▸ SOURCE PASSAGE:
[Begin]

Our first course is three smaller bites. We’re doing fried oysters with celery slaw, seared scallop and cauliflower puree with shellfish foam, and then a Ceasar crostini with Sicilian anchovy. The second course is shrimp spiedini, which is an Italian skewer. It will be topped with mirliton breadcrumbs. That one is a play on a traditional shrimp-stuffed mirliton, which always comes around this time of year. Our third course is going to be a spicy crawfish pasta, with spaghetti and trout roe and spicy tomato sauce. Finally, we’ll have a branzino, which is a Mediterranean Sea Bass. We’re going to prepare this one three different ways: as a sausage, a pan roast, and then a flash-fry of the belly part.

Are these family recipes, or dishes you have been working with for a while?

“Not exactly. Every year we change and play with the dishes a bit. Some of it does come from family traditions. The shrimp-stuffed mirliton is one. My grandmother would love to make it for Thanksgiving and Christmas, so that’s one I am really excited about. A lot of times pasta dishes are based on things that families do; home-recipes. I like to take things that people are familiar with, comfort food and such, and put a new, modern twist on it. Turn it into something new and different.”

You’ve talked about the importance of Gulf seafood. How does your menu look in terms of local sourcing?

[End]

[Rows from a pointing dataset]
[Begin]

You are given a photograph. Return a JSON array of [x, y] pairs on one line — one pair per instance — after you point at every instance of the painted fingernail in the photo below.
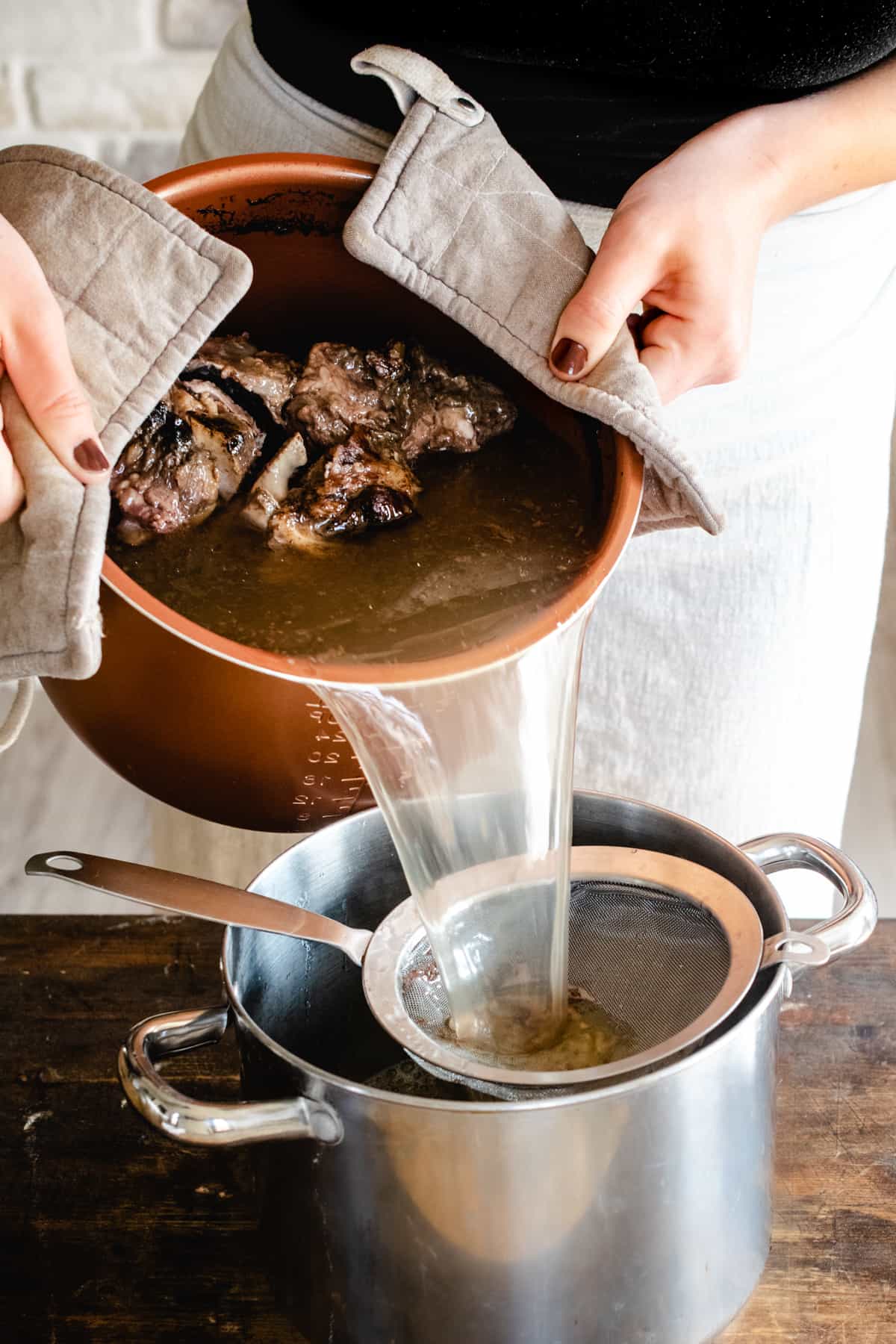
[[568, 356], [90, 456]]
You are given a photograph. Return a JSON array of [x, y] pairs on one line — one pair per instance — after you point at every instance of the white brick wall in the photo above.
[[114, 80]]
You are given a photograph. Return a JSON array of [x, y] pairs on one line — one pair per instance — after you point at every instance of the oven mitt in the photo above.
[[457, 217], [141, 288]]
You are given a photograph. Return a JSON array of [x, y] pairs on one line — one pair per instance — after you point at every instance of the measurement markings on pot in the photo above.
[[321, 785]]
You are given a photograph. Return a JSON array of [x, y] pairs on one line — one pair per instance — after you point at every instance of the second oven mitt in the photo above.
[[457, 217], [141, 288]]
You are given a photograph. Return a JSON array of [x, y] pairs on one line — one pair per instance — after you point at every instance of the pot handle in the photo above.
[[200, 1124], [853, 922]]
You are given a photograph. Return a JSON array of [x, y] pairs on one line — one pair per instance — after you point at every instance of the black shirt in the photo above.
[[603, 89]]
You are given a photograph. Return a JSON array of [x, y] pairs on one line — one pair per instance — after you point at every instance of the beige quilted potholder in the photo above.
[[457, 217], [141, 288]]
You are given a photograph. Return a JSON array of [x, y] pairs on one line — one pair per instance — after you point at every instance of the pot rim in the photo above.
[[630, 1085], [287, 169]]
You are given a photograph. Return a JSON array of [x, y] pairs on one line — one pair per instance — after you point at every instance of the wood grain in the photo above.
[[109, 1234]]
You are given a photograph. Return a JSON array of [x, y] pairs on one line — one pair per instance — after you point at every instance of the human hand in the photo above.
[[35, 355], [684, 242]]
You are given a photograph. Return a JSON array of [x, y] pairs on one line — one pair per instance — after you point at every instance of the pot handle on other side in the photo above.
[[202, 1124], [855, 922]]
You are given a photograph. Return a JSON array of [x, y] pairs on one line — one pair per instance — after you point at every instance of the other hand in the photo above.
[[37, 359], [684, 242]]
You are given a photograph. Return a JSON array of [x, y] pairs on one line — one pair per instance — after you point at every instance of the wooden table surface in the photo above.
[[111, 1234]]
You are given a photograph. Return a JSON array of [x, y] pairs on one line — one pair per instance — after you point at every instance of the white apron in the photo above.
[[723, 676]]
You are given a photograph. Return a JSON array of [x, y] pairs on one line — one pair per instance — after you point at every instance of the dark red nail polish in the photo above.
[[90, 456], [568, 356]]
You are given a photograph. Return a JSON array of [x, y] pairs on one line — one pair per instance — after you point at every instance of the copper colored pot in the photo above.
[[190, 717]]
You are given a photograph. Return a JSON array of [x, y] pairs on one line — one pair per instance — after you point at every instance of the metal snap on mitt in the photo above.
[[141, 288], [457, 217]]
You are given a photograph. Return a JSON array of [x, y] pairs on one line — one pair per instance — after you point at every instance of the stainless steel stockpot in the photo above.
[[637, 1214]]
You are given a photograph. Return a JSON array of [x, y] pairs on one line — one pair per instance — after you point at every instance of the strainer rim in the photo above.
[[691, 880]]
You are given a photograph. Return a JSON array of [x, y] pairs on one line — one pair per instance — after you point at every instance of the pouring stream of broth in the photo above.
[[504, 734]]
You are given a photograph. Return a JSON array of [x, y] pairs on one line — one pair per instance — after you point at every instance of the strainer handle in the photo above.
[[855, 922], [203, 1124]]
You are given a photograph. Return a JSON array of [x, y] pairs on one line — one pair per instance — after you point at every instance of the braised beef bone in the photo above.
[[262, 381], [406, 398], [352, 488], [193, 450]]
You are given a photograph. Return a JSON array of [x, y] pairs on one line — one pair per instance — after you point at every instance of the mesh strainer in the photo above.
[[664, 948], [660, 947]]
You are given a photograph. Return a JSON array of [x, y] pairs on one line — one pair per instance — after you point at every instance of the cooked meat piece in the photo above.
[[249, 374], [163, 482], [354, 487], [222, 428], [344, 389], [193, 450], [408, 399], [272, 485], [455, 413]]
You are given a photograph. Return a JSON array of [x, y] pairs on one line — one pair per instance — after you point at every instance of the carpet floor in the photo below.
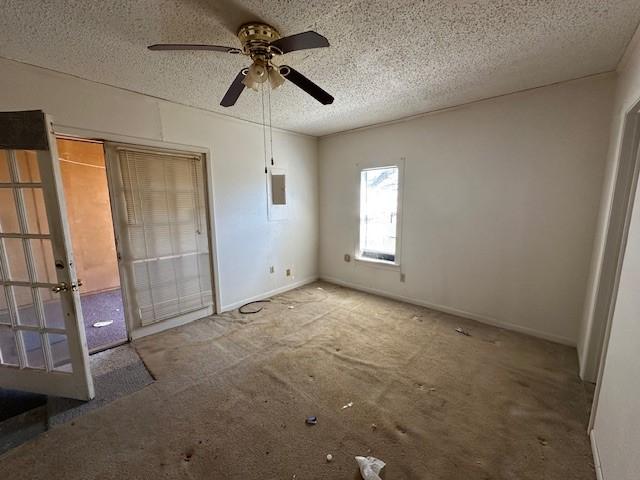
[[233, 391], [100, 307]]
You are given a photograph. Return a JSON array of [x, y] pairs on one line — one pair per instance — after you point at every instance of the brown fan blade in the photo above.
[[300, 41], [305, 84], [235, 89], [187, 46]]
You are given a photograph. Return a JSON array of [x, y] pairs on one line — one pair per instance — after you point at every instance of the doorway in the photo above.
[[86, 193]]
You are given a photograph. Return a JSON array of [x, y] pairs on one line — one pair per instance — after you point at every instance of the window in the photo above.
[[379, 213]]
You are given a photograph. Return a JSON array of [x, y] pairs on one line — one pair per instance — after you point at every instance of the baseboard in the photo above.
[[454, 311], [270, 293], [596, 455]]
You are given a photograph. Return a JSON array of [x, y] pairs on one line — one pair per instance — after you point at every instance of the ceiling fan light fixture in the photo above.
[[256, 74], [275, 79]]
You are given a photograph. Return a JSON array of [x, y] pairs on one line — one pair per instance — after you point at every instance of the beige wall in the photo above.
[[500, 205], [89, 212], [616, 432], [247, 241]]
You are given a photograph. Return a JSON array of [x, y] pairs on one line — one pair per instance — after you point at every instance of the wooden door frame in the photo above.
[[629, 152], [208, 171]]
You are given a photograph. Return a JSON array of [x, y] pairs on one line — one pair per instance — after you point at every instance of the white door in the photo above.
[[43, 348], [162, 236]]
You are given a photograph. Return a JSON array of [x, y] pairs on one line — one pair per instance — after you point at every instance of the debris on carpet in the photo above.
[[103, 324], [370, 467]]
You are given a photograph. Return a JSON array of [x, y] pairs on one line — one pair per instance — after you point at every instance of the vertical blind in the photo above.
[[165, 238]]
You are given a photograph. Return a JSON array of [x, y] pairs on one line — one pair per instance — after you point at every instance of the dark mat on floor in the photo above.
[[116, 373]]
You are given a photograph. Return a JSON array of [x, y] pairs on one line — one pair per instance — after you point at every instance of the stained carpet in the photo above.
[[233, 392]]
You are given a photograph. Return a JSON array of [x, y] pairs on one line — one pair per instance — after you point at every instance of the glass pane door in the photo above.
[[162, 234], [42, 344]]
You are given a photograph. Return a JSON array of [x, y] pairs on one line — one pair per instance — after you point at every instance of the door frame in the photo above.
[[78, 383], [208, 179], [628, 155], [110, 149], [108, 346]]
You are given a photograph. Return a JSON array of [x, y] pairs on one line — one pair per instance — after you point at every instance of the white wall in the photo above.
[[617, 422], [500, 205], [247, 243]]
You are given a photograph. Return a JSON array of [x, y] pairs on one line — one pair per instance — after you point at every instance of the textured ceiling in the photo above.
[[388, 59]]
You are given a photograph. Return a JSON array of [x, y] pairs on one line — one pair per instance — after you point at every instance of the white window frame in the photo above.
[[373, 165]]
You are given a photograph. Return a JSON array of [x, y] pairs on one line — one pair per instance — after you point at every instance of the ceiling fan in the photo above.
[[262, 43]]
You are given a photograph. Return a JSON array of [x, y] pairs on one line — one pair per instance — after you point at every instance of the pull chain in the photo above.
[[264, 130], [270, 126]]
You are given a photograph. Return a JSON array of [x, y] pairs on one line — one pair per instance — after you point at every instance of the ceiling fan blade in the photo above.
[[187, 46], [235, 89], [300, 41], [305, 84]]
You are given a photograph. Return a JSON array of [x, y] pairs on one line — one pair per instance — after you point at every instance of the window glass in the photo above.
[[379, 213]]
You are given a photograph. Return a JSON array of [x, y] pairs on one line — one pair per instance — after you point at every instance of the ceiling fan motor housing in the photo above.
[[256, 40]]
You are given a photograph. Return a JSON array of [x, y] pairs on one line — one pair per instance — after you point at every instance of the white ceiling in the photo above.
[[387, 60]]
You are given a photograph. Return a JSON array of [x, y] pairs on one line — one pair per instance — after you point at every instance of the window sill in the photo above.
[[378, 263]]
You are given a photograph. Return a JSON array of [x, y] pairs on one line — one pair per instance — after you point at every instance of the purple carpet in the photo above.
[[101, 307]]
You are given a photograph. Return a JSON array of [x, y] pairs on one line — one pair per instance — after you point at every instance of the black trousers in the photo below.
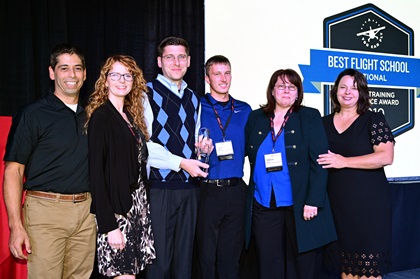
[[173, 214], [276, 245], [220, 230]]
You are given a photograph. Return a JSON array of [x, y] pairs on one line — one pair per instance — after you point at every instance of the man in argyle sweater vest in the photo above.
[[172, 116]]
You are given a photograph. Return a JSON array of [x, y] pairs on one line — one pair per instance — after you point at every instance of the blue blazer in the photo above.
[[305, 139]]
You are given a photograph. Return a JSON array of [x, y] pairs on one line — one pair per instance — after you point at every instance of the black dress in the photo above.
[[360, 200]]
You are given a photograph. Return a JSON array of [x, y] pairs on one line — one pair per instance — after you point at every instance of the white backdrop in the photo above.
[[262, 36]]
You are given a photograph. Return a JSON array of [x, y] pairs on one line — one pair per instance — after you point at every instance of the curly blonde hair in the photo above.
[[133, 102]]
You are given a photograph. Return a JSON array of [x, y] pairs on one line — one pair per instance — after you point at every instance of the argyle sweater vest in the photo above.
[[174, 128]]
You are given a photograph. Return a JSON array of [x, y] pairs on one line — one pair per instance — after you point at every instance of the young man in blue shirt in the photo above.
[[220, 222]]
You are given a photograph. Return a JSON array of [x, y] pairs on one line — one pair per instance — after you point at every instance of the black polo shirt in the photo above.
[[47, 137]]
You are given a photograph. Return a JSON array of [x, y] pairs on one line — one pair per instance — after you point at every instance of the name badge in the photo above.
[[273, 162], [224, 150]]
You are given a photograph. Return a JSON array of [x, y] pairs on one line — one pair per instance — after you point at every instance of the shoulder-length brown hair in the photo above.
[[363, 103], [294, 79], [133, 102]]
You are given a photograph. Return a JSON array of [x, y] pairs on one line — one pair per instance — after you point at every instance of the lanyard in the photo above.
[[219, 121], [275, 137]]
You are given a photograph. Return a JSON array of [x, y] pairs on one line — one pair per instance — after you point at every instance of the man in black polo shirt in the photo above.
[[47, 150]]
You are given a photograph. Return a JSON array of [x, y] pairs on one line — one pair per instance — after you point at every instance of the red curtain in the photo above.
[[10, 267]]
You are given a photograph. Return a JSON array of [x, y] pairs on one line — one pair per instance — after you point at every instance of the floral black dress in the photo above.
[[136, 227], [360, 200]]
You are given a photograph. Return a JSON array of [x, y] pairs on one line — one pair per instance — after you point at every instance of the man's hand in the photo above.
[[193, 167], [19, 242]]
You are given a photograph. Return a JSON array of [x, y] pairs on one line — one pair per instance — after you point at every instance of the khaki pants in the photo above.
[[62, 236]]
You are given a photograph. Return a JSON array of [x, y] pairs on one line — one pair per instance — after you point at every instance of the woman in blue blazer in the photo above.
[[288, 210]]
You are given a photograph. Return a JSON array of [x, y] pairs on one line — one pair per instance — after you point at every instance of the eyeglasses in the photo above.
[[171, 57], [116, 76], [283, 87]]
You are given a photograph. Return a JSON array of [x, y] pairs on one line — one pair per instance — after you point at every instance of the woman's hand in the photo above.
[[116, 239], [331, 160], [309, 212]]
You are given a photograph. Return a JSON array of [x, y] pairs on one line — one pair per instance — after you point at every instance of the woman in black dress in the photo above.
[[117, 168], [360, 145]]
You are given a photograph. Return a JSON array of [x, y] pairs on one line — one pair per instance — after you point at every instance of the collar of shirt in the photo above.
[[172, 86]]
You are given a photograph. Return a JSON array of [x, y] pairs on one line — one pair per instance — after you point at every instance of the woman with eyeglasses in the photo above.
[[288, 212], [118, 154]]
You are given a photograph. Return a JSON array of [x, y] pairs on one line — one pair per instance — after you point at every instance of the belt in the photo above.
[[222, 182], [58, 197]]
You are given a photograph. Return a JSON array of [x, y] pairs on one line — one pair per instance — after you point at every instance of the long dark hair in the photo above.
[[363, 103]]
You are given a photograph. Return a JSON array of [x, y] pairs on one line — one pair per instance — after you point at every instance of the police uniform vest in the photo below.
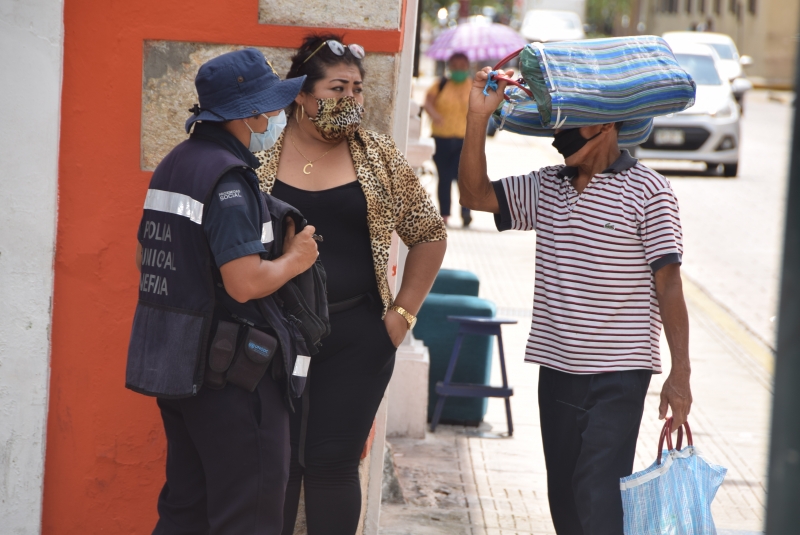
[[175, 314]]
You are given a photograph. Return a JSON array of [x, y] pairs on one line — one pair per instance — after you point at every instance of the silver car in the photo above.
[[731, 62], [708, 131]]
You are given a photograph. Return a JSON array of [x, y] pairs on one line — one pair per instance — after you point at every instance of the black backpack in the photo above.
[[304, 299]]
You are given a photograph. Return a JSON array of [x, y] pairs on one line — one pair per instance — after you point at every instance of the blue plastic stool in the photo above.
[[481, 326]]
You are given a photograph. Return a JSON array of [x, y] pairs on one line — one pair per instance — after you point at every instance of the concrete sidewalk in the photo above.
[[457, 482]]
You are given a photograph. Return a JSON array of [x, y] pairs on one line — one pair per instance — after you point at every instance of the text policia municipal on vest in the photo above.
[[159, 258]]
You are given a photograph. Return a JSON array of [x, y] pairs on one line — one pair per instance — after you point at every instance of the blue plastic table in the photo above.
[[482, 326]]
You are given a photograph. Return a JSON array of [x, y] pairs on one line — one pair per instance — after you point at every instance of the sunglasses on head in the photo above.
[[338, 48]]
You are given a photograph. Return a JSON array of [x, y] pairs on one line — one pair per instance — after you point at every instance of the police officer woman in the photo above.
[[356, 188], [206, 340]]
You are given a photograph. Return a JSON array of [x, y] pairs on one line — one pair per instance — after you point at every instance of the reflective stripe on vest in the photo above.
[[174, 203]]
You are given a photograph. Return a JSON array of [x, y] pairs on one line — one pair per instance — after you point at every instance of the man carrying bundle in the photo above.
[[608, 255]]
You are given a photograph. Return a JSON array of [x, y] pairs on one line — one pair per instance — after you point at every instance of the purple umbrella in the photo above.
[[480, 41]]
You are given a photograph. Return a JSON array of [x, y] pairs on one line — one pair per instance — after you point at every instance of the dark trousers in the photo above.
[[346, 382], [227, 462], [448, 153], [590, 424]]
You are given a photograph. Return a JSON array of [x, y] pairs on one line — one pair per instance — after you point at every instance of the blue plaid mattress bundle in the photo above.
[[597, 81]]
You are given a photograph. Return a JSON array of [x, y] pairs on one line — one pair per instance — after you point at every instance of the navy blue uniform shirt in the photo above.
[[232, 221]]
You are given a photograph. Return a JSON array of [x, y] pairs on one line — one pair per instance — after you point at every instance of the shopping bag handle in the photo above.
[[666, 434]]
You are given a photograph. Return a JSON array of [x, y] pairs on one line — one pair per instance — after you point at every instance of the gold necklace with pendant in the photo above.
[[310, 164]]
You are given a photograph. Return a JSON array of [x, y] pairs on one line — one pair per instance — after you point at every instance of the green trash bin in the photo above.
[[456, 282], [474, 361]]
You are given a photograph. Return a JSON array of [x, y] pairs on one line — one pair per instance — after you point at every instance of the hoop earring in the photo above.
[[299, 112]]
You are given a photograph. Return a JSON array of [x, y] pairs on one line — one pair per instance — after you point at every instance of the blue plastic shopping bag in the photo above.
[[673, 495]]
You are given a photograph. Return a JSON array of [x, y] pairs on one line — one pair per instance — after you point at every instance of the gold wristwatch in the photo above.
[[409, 317]]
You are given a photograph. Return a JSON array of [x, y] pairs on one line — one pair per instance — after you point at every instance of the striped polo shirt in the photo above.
[[595, 308]]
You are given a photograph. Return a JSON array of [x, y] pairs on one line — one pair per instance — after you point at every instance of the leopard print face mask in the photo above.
[[337, 118]]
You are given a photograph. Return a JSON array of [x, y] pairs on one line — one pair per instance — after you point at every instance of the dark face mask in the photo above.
[[568, 142]]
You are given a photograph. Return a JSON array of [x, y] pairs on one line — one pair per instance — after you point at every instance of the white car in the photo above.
[[546, 25], [706, 132], [729, 60]]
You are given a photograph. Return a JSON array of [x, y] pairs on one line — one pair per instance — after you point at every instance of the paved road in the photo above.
[[733, 228]]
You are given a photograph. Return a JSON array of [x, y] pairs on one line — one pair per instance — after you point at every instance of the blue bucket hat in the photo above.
[[240, 84]]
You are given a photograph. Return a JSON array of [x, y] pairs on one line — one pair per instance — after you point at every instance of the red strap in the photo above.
[[513, 82], [507, 59]]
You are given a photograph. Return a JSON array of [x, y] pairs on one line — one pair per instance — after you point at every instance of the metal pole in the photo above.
[[783, 496]]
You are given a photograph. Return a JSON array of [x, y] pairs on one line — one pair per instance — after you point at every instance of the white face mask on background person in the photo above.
[[267, 139]]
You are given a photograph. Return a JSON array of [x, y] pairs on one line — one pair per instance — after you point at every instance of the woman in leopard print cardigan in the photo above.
[[356, 188]]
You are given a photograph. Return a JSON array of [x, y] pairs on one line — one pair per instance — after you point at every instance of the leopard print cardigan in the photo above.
[[396, 201]]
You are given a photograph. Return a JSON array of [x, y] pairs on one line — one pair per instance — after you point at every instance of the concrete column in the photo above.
[[31, 51]]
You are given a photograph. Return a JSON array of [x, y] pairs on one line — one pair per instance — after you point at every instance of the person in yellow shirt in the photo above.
[[447, 102]]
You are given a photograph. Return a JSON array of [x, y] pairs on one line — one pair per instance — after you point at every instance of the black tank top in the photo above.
[[340, 217]]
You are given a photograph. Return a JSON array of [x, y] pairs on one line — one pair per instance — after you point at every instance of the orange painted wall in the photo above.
[[105, 450]]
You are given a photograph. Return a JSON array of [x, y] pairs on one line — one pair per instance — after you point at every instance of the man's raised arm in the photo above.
[[474, 187]]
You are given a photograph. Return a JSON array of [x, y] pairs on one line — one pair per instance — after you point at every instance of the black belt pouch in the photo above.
[[220, 356], [252, 359]]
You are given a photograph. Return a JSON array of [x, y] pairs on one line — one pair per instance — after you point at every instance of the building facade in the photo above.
[[95, 95]]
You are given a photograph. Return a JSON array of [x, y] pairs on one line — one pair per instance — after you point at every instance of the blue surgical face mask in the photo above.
[[267, 139]]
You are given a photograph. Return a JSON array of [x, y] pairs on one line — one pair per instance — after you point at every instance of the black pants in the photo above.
[[590, 424], [227, 462], [448, 153], [346, 382]]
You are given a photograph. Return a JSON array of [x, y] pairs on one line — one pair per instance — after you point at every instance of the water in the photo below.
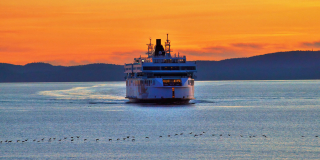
[[285, 112]]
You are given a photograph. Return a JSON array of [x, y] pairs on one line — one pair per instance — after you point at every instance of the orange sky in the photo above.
[[73, 32]]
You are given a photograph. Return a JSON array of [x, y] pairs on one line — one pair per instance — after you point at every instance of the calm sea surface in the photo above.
[[228, 120]]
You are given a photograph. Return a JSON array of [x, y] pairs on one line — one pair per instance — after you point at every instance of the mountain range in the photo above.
[[291, 65]]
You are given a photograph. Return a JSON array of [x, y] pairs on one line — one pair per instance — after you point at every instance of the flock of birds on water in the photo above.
[[126, 138]]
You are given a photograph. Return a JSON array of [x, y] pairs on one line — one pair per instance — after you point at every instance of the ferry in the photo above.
[[160, 77]]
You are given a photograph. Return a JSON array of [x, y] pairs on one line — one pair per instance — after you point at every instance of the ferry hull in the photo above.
[[163, 100]]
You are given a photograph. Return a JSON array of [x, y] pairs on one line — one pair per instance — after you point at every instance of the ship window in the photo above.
[[172, 82], [170, 68], [151, 68], [191, 82], [188, 67]]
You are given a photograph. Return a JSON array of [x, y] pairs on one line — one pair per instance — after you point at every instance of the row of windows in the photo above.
[[172, 82], [170, 68], [169, 61], [191, 82], [140, 82], [134, 68]]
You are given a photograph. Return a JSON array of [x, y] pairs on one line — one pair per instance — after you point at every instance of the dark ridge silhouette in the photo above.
[[293, 65], [43, 72]]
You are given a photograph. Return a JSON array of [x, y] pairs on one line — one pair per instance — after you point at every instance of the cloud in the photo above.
[[311, 44], [13, 49]]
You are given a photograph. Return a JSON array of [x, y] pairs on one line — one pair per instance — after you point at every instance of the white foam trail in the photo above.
[[82, 93]]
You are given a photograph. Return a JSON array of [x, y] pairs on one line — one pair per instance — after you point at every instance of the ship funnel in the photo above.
[[159, 50]]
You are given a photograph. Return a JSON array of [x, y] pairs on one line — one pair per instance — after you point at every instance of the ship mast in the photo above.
[[167, 46], [150, 48]]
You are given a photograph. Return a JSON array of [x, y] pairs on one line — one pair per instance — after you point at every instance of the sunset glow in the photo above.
[[73, 32]]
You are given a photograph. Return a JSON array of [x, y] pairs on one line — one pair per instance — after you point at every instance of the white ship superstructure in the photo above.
[[160, 77]]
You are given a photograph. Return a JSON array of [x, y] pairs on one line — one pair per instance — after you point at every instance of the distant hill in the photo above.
[[43, 72], [291, 65]]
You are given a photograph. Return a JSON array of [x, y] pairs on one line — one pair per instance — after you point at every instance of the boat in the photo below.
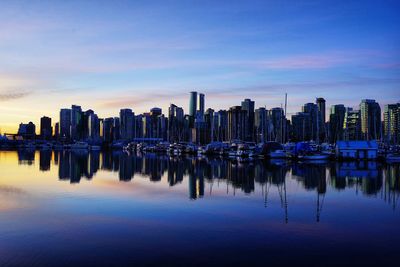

[End]

▸ REQUIREMENT A: Summarize the seafood menu interview in two sentences.
▸ REQUIREMENT B: Duplicate the part of the seafood menu interview that opens with the words containing "Our first course" and closes with "for a while?".

▸ REPLY A: The menu runs through four courses: three smaller bites including fried oysters and a seared scallop, a shrimp spiedini topped with mirliton breadcrumbs, a spicy crawfish pasta, and a branzino prepared three different ways. The dishes change a bit every year, some come from family traditions such as a grandmother's shrimp-stuffed mirliton, and the aim is to put a new, modern twist on familiar comfort food.

▸ REPLY B:
Our first course is three smaller bites. We’re doing fried oysters with celery slaw, seared scallop and cauliflower puree with shellfish foam, and then a Ceasar crostini with Sicilian anchovy. The second course is shrimp spiedini, which is an Italian skewer. It will be topped with mirliton breadcrumbs. That one is a play on a traditional shrimp-stuffed mirliton, which always comes around this time of year. Our third course is going to be a spicy crawfish pasta, with spaghetti and trout roe and spicy tomato sauce. Finally, we’ll have a branzino, which is a Mediterranean Sea Bass. We’re going to prepare this one three different ways: as a sausage, a pan roast, and then a flash-fry of the belly part.

Are these family recipes, or dishes you have been working with for a while?